* [Exercise objective] In the data, copy out the lines from the one containing "Keypoint placement: for each instance of the pine" through the one containing "[(129, 243), (485, 737), (208, 1104), (125, 660)]", inclusive, substituting "fir tree" for "pine tree" and keeping all else as it is.

* [Exercise materials]
--- start ---

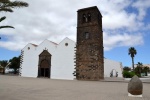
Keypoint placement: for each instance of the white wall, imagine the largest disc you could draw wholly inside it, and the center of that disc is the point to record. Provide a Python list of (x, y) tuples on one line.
[(110, 65), (62, 60)]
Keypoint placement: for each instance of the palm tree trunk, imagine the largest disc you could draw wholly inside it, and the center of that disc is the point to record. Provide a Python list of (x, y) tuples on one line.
[(133, 63)]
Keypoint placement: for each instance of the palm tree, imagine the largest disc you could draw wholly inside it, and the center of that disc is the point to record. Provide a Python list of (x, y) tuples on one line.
[(7, 6), (132, 52)]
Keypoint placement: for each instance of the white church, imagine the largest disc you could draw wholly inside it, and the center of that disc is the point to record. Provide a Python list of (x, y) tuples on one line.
[(61, 62), (58, 60)]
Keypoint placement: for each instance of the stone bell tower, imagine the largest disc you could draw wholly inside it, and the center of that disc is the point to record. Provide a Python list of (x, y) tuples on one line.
[(89, 48)]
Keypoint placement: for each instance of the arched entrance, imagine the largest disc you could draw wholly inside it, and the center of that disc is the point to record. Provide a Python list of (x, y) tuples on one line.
[(44, 68)]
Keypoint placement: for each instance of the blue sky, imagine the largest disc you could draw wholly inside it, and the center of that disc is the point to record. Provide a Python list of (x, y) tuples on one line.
[(126, 23)]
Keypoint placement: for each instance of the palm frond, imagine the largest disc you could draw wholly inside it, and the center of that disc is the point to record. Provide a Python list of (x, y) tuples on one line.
[(14, 4), (6, 27), (6, 10)]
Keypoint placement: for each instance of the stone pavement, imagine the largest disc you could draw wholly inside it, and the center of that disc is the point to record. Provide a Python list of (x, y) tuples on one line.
[(21, 88)]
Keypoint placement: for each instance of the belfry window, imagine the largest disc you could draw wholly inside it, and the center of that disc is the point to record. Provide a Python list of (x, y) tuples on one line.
[(87, 35), (89, 17), (84, 18)]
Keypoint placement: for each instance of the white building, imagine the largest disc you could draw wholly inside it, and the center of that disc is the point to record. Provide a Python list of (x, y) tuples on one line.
[(56, 61)]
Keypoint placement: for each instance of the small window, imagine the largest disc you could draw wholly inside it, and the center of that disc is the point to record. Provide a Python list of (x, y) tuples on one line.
[(84, 18), (87, 35), (66, 44), (89, 17)]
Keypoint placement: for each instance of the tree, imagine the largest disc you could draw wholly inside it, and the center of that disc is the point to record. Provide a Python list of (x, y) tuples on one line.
[(132, 52), (4, 63), (15, 64), (8, 6), (126, 68)]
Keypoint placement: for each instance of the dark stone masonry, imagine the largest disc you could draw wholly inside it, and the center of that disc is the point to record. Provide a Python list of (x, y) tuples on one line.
[(89, 48)]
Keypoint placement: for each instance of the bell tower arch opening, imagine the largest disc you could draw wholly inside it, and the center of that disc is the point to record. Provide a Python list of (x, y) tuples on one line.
[(44, 68)]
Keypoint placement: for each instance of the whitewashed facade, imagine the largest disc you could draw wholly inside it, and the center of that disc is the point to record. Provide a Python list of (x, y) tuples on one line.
[(62, 60)]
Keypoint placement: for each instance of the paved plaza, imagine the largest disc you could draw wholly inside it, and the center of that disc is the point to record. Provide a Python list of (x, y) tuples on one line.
[(21, 88)]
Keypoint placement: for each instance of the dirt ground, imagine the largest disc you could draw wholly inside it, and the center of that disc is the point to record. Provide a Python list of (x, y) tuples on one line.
[(21, 88)]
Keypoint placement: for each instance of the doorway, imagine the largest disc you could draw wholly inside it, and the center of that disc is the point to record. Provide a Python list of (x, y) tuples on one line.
[(44, 69)]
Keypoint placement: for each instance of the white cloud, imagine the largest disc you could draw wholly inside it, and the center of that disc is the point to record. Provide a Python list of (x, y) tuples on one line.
[(117, 40), (57, 19)]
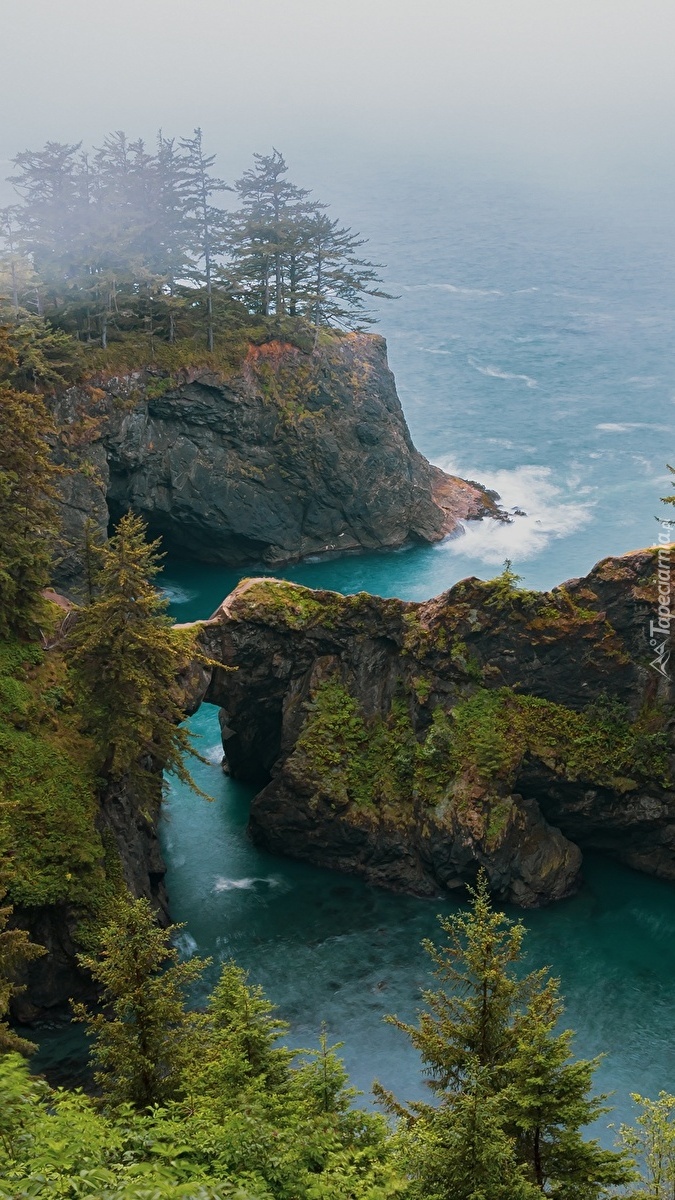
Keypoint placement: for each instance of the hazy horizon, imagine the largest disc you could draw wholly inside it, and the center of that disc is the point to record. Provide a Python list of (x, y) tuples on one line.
[(575, 93)]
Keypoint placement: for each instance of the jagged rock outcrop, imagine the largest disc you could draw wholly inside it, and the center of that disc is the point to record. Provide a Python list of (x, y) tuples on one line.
[(285, 455), (413, 743)]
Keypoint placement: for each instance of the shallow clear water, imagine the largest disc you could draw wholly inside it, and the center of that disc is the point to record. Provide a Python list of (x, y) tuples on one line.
[(329, 948), (533, 349)]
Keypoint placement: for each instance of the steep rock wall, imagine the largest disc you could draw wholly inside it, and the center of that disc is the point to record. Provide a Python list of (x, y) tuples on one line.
[(286, 455), (487, 727)]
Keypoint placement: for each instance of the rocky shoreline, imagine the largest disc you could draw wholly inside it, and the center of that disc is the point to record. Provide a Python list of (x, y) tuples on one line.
[(284, 456), (414, 743)]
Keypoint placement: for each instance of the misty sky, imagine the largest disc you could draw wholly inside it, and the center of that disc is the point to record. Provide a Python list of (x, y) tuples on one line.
[(573, 85)]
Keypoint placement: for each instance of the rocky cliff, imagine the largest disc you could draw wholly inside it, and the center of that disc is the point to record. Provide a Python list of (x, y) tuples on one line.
[(282, 455), (412, 743)]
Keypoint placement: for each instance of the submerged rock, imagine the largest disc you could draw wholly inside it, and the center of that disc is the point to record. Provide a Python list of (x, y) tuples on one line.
[(285, 455), (413, 743)]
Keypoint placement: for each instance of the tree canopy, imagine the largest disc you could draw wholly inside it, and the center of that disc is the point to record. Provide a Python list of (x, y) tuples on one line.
[(127, 239)]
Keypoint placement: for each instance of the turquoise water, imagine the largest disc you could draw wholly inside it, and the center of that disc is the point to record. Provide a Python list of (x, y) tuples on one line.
[(533, 349)]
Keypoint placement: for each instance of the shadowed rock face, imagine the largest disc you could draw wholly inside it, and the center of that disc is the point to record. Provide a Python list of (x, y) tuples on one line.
[(488, 727), (288, 455)]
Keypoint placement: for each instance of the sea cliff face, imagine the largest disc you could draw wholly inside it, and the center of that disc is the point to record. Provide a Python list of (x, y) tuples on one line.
[(488, 727), (285, 455)]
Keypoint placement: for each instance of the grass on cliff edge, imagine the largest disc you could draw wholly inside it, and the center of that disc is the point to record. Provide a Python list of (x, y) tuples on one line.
[(51, 850), (137, 352)]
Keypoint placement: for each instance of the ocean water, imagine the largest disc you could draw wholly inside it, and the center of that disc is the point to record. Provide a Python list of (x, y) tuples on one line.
[(533, 348)]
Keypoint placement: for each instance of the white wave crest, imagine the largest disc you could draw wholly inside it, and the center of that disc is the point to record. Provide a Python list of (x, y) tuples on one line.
[(174, 594), (496, 373), (244, 885), (449, 287), (548, 516), (626, 426)]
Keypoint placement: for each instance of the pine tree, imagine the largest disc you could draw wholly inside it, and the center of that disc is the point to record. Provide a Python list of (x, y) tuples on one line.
[(28, 514), (126, 660), (204, 221), (336, 281), (501, 1073), (549, 1101), (52, 215), (144, 1037), (469, 1021), (264, 241), (16, 949), (651, 1140), (238, 1042), (463, 1152)]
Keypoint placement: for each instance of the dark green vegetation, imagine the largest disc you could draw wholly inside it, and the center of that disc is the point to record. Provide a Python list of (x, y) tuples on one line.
[(129, 243), (485, 737), (208, 1104), (125, 660)]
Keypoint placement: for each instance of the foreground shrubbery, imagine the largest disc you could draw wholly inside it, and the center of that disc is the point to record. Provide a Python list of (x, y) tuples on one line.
[(208, 1104)]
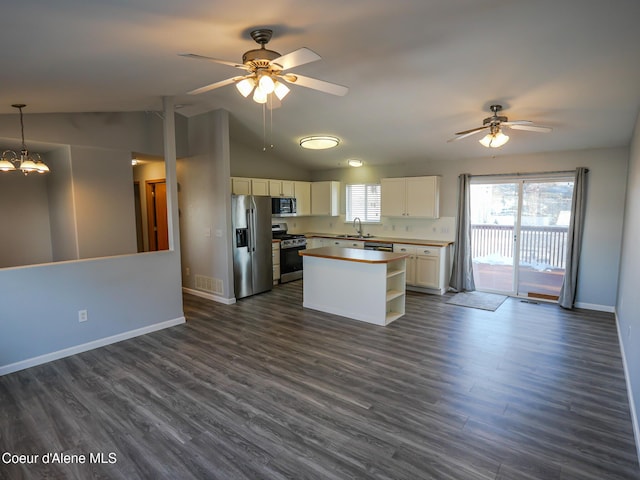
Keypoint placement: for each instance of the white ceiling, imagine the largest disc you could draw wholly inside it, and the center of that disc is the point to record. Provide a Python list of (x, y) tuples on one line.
[(418, 70)]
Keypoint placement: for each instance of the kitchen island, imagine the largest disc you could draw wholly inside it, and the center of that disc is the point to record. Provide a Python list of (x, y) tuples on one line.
[(365, 285)]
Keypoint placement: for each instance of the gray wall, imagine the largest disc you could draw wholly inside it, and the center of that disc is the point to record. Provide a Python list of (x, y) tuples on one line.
[(205, 212), (23, 201), (628, 301), (598, 276), (123, 295), (64, 241), (103, 201)]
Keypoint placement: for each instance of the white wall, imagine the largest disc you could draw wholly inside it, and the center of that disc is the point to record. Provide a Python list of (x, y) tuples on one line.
[(598, 276), (628, 300)]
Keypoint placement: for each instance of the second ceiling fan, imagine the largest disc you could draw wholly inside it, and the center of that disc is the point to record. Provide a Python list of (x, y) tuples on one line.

--- end ---

* [Exercise output]
Keypoint placement: for each instance of the fir tree, imagine the largest disc you could draw wholly inside it, and the center of that disc is the point to record. Provide a Python list of (x, y) tuples on one line.
[(28, 514), (126, 660), (204, 221), (336, 281), (501, 1073), (549, 1101), (52, 215), (144, 1037), (469, 1021), (264, 241), (16, 949), (651, 1140), (238, 1042), (463, 1152)]
Keypoint placement: for each instance of the dark green vegetation, imagine the largest disc you could draw wholly inside it, and the center of that disc is the point to record. Provide a Python list of (x, y) tuples on one line.
[(129, 243), (485, 737), (208, 1104), (125, 660)]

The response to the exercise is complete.